Detection examples

----

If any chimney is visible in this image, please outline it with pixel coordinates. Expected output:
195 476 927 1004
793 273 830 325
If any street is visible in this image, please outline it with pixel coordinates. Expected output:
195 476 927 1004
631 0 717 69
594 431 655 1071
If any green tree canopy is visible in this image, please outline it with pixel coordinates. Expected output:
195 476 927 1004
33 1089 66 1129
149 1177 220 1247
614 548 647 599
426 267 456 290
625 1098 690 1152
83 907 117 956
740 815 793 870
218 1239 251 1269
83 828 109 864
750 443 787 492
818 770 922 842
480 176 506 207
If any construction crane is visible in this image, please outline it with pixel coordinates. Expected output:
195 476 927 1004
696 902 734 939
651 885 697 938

----

**Stated goal:**
Revise the records above by replacing every "outline it" with "mark it". Leave all other text unchanged.

**Response to this exercise:**
If any chimney is visible in this image, please mark it with pixel coordinates. Expected output:
195 476 927 1004
793 273 830 325
If any street is visible in this image, please mark it with pixel coordinates. Expected output:
195 476 927 1004
631 0 717 69
594 431 655 1071
If any green tree canopy is visible in this image, please mark it with pixel coordinates. Expected output:
195 476 927 1004
33 1089 66 1129
149 1177 220 1247
614 548 647 599
426 267 456 290
625 1098 690 1152
83 907 117 956
740 815 793 870
218 1239 251 1269
83 828 109 864
750 443 787 492
818 770 922 842
480 176 506 207
If any construction crane is visible in this image, please mark it with pixel coordinates. Expected output:
195 476 927 1004
696 902 734 939
651 885 697 938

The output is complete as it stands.